• [Work instruction] If a record contains a picture, leave the picture out and transcribe everything else exactly.

• [Data supplied]
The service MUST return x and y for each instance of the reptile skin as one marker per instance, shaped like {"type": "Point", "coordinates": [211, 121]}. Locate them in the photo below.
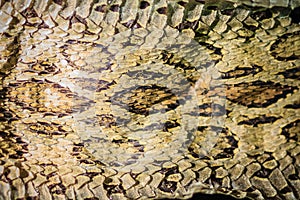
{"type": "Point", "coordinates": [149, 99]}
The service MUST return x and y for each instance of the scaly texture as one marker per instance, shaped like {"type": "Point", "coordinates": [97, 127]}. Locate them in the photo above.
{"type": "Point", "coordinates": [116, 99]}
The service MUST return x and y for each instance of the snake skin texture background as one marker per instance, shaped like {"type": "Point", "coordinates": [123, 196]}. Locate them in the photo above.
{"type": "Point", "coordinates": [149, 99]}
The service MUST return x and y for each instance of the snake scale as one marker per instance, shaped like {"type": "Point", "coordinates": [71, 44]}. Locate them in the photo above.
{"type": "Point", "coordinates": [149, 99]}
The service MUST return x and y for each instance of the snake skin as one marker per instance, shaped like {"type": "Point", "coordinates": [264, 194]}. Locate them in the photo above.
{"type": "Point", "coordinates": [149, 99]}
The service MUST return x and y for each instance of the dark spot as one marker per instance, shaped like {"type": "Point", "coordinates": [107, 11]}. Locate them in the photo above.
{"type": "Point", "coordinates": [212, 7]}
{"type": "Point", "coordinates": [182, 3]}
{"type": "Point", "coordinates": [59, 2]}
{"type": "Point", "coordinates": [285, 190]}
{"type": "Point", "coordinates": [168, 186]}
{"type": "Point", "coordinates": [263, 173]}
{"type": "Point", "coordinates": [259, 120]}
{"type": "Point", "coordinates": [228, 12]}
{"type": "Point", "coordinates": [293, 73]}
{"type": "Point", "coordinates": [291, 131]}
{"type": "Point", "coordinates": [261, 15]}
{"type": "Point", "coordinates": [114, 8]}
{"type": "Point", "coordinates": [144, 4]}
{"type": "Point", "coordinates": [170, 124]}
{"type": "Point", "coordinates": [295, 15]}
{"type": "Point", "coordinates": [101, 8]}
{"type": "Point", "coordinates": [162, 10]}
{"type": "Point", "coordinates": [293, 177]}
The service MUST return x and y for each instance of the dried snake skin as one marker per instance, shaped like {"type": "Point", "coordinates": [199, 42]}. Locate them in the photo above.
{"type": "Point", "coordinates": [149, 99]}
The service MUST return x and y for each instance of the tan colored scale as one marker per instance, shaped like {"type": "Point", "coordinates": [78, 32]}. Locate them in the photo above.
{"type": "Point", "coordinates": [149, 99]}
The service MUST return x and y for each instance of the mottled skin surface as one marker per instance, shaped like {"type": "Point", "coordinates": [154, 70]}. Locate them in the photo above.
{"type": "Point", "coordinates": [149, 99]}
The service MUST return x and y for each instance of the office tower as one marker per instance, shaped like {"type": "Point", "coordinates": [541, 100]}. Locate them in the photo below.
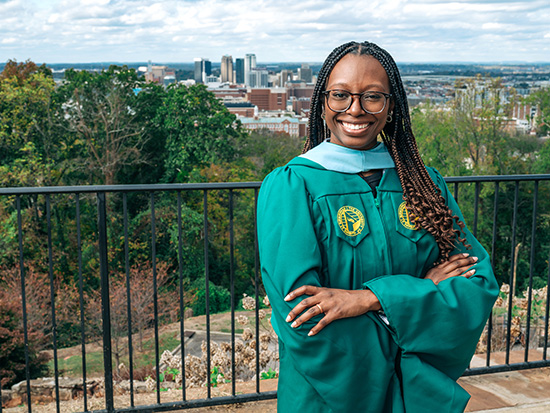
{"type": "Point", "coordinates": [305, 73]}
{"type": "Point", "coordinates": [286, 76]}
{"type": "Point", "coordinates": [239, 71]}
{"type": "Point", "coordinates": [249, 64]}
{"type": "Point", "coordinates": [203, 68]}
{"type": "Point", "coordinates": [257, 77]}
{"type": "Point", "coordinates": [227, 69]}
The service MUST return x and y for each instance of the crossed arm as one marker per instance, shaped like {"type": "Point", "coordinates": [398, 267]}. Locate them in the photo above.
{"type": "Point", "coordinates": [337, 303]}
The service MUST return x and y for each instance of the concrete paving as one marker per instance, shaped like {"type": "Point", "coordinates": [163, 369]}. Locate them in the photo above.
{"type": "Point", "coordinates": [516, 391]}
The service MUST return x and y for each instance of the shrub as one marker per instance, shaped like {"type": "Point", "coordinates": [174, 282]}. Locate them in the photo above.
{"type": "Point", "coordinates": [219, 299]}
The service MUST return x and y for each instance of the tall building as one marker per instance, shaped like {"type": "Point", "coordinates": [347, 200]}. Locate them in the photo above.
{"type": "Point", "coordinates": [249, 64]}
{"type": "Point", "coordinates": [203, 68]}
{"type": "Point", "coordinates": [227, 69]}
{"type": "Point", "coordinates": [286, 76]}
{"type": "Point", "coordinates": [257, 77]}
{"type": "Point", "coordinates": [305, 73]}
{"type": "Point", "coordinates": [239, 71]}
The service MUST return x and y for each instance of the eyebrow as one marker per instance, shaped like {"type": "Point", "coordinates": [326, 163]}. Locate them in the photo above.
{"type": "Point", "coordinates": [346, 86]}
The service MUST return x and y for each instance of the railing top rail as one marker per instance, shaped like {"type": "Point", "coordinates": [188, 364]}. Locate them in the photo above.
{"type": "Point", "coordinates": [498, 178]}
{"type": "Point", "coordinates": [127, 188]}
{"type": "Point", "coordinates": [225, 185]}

• [Solution]
The service MUST return x and y for each instance of the reptile skin as one marker per instance, shaped like {"type": "Point", "coordinates": [211, 121]}. Locate them in the photo below.
{"type": "Point", "coordinates": [149, 99]}
The service MUST return x and y for each instance of the scaly texture as one marker per instance, shaped like {"type": "Point", "coordinates": [97, 127]}. Locate them in the photo above.
{"type": "Point", "coordinates": [116, 99]}
The service MUST return x and y for each instance of the snake skin texture background as one marker per instance, shaped like {"type": "Point", "coordinates": [123, 196]}. Locate them in the photo above.
{"type": "Point", "coordinates": [149, 99]}
The service MUST return x and y for each instance of the snake scale as one marker per instance, shaped like {"type": "Point", "coordinates": [71, 44]}. Locate them in the photo above.
{"type": "Point", "coordinates": [149, 99]}
The service MUST return x and y for each instance of the snake skin as one marker per instance, shaped like {"type": "Point", "coordinates": [264, 194]}. Locate them in the photo above.
{"type": "Point", "coordinates": [149, 99]}
The service MUST return x and y for each instance of the dark spot as one marker per instance, shaped like {"type": "Point", "coordinates": [107, 11]}. Locate them in the photo above.
{"type": "Point", "coordinates": [212, 7]}
{"type": "Point", "coordinates": [182, 3]}
{"type": "Point", "coordinates": [59, 2]}
{"type": "Point", "coordinates": [285, 190]}
{"type": "Point", "coordinates": [168, 186]}
{"type": "Point", "coordinates": [263, 173]}
{"type": "Point", "coordinates": [259, 120]}
{"type": "Point", "coordinates": [228, 12]}
{"type": "Point", "coordinates": [293, 73]}
{"type": "Point", "coordinates": [291, 131]}
{"type": "Point", "coordinates": [261, 15]}
{"type": "Point", "coordinates": [114, 8]}
{"type": "Point", "coordinates": [144, 4]}
{"type": "Point", "coordinates": [170, 124]}
{"type": "Point", "coordinates": [295, 15]}
{"type": "Point", "coordinates": [101, 8]}
{"type": "Point", "coordinates": [162, 10]}
{"type": "Point", "coordinates": [293, 177]}
The service MUST return x and y for each instance of the dried snake skin as one marker per instance, shaped like {"type": "Point", "coordinates": [199, 42]}. Locate them in the photo above.
{"type": "Point", "coordinates": [149, 99]}
The service MUST return x and y for each instance of the tan colored scale as one marker per instance, shaped like {"type": "Point", "coordinates": [78, 32]}. Locate them in the photo above.
{"type": "Point", "coordinates": [149, 99]}
The service MUST return x and y for each instance of the mottled skin surface as one marker per instance, shaped like {"type": "Point", "coordinates": [154, 70]}. Locate them in the photo above.
{"type": "Point", "coordinates": [149, 99]}
The service MUST return x and y for each instance of the office tower as one marker per instance, shaped like {"type": "Point", "coordinates": [541, 100]}. Locate them in the photo below.
{"type": "Point", "coordinates": [305, 73]}
{"type": "Point", "coordinates": [286, 76]}
{"type": "Point", "coordinates": [239, 71]}
{"type": "Point", "coordinates": [249, 64]}
{"type": "Point", "coordinates": [203, 68]}
{"type": "Point", "coordinates": [257, 77]}
{"type": "Point", "coordinates": [227, 69]}
The service MUST return x and y for each instance of the crossed arm as one marker per instance, shaped like {"type": "Point", "coordinates": [398, 267]}. Locate them in the photo above.
{"type": "Point", "coordinates": [337, 303]}
The service MUST return x and y for each instance of the concrete paving as one marker per instance, shaped like {"type": "Point", "coordinates": [163, 369]}. Locate them in the photo above.
{"type": "Point", "coordinates": [516, 391]}
The service MUST return x and y for each instance of the shrub as one marker per instance, shaped like {"type": "Point", "coordinates": [174, 282]}. Locate them in the photo above.
{"type": "Point", "coordinates": [219, 299]}
The service MUST return x and y for each instance of the tall building as one marker per instance, shaped like {"type": "Point", "coordinates": [347, 200]}. Locate them in the photo above.
{"type": "Point", "coordinates": [249, 64]}
{"type": "Point", "coordinates": [203, 68]}
{"type": "Point", "coordinates": [227, 69]}
{"type": "Point", "coordinates": [286, 76]}
{"type": "Point", "coordinates": [257, 77]}
{"type": "Point", "coordinates": [305, 73]}
{"type": "Point", "coordinates": [239, 71]}
The service MUST return x and y for each instance of the eyebrow as one marker per instance, shaped like {"type": "Point", "coordinates": [326, 163]}. Locate them in the photo above.
{"type": "Point", "coordinates": [346, 86]}
The service MUST return x and y for each instance of the railing top rail as one marker per instance, shaped like {"type": "Point", "coordinates": [188, 364]}. Locate them in the photo above.
{"type": "Point", "coordinates": [498, 178]}
{"type": "Point", "coordinates": [127, 188]}
{"type": "Point", "coordinates": [225, 185]}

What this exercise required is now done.